(TO DO): Copy the lines below, from the one that has "[49, 63], one" through the last line, and change "disc" to "circle" with everything else kept the same. Leave the pictures out.
┄┄┄┄┄┄
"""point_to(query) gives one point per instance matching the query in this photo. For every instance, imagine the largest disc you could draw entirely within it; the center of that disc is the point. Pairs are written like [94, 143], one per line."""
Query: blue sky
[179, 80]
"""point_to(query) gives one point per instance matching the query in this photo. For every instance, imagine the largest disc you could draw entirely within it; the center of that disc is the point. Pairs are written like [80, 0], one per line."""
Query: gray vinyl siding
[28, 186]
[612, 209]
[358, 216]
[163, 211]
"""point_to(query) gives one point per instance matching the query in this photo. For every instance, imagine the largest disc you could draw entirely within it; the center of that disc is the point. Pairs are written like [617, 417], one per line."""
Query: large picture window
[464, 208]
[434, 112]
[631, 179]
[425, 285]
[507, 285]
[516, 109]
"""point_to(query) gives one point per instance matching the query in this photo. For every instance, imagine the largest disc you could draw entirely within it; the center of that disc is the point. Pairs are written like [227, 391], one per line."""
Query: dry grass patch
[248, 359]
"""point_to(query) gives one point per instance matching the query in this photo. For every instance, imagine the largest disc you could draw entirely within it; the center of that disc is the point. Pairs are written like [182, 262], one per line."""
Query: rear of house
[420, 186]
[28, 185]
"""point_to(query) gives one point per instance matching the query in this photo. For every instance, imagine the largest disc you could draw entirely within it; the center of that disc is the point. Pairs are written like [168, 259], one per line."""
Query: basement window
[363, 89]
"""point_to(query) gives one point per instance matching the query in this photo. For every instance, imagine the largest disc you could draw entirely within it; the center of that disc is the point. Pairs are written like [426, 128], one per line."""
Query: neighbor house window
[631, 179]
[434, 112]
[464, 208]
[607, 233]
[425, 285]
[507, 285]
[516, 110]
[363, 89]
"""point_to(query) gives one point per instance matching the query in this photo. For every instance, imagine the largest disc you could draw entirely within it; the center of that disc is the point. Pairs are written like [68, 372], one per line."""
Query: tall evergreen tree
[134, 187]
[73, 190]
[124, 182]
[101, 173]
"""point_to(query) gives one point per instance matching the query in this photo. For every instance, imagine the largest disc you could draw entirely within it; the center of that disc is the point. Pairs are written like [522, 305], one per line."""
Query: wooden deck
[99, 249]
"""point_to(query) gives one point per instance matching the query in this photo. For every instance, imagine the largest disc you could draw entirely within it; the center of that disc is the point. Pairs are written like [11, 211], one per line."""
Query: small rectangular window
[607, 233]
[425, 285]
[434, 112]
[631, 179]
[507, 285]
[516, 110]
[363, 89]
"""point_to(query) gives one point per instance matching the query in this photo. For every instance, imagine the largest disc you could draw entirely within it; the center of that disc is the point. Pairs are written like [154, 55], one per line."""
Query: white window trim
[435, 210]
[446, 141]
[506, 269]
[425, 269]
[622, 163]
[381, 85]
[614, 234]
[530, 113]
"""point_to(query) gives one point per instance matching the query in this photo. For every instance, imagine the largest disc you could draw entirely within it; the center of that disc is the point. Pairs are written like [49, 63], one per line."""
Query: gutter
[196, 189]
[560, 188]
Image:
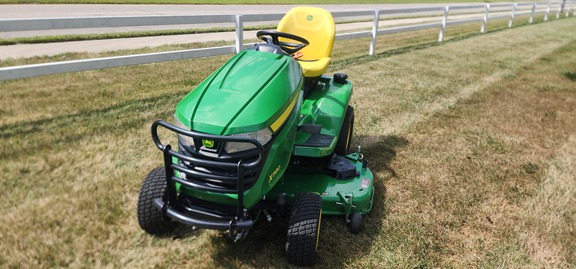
┄┄┄┄┄┄
(PROBLEM SOLUTION):
"""point_to(query) gives one point per instance matching the query in this photo. For every instance, imagine the largest circle you could draw entirely within it; the center of that circle is the point. Pairs are written like [49, 63], one per line."""
Query: gutter
[196, 189]
[560, 188]
Image:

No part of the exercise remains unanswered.